• WHAT THE EXERCISE ASKS: Count the lines in the records below that contain the string "strap". Reply with the number alone.

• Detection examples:
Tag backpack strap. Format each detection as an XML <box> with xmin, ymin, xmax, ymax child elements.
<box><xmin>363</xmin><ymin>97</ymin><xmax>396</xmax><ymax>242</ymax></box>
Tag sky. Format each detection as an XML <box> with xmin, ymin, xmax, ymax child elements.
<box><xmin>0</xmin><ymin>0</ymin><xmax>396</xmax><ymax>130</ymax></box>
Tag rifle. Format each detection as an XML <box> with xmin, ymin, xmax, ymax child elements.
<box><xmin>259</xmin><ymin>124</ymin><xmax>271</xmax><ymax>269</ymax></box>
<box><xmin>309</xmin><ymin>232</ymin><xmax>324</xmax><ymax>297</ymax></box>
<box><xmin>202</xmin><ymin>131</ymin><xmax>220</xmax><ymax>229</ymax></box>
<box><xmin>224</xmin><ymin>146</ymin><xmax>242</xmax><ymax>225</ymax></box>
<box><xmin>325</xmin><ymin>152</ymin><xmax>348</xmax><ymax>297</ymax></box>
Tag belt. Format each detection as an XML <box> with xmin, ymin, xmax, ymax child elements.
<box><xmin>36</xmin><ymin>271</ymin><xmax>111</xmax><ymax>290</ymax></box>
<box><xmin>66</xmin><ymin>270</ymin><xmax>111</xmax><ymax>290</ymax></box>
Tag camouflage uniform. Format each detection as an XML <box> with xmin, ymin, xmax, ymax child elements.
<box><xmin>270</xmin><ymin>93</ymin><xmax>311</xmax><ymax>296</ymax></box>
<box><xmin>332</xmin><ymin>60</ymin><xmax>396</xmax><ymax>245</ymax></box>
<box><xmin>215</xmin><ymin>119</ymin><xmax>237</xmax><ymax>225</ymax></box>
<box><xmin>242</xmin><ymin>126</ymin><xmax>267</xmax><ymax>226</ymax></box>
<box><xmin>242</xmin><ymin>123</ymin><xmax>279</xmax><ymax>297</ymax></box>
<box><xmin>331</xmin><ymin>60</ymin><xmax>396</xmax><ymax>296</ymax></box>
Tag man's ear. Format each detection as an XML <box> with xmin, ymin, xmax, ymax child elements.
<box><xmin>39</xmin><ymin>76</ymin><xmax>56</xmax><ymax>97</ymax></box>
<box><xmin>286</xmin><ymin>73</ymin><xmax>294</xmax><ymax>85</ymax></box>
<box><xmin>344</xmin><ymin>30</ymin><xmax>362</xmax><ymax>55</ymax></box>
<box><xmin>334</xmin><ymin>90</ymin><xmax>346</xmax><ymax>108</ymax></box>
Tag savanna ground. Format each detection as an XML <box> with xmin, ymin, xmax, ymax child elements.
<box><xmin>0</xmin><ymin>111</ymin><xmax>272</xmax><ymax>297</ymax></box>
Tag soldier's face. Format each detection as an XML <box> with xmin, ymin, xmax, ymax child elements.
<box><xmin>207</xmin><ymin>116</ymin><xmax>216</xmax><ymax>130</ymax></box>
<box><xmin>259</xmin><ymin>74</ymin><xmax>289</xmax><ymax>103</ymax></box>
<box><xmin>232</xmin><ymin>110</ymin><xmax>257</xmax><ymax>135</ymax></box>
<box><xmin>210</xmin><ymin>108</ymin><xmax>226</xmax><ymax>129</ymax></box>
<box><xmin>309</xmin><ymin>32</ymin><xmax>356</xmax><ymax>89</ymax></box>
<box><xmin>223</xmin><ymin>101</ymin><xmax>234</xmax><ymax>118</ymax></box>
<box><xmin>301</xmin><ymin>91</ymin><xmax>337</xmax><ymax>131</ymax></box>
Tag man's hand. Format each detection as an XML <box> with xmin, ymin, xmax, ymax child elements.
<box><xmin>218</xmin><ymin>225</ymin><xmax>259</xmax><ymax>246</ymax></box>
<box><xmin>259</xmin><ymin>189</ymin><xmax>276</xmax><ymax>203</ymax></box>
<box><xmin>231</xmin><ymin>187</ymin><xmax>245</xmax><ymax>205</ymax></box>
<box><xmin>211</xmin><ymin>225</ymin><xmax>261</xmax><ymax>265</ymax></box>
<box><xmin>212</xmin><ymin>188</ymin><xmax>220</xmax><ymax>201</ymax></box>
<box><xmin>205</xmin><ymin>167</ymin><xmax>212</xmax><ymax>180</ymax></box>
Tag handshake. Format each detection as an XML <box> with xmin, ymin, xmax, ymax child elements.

• TASK RESPONSE: 1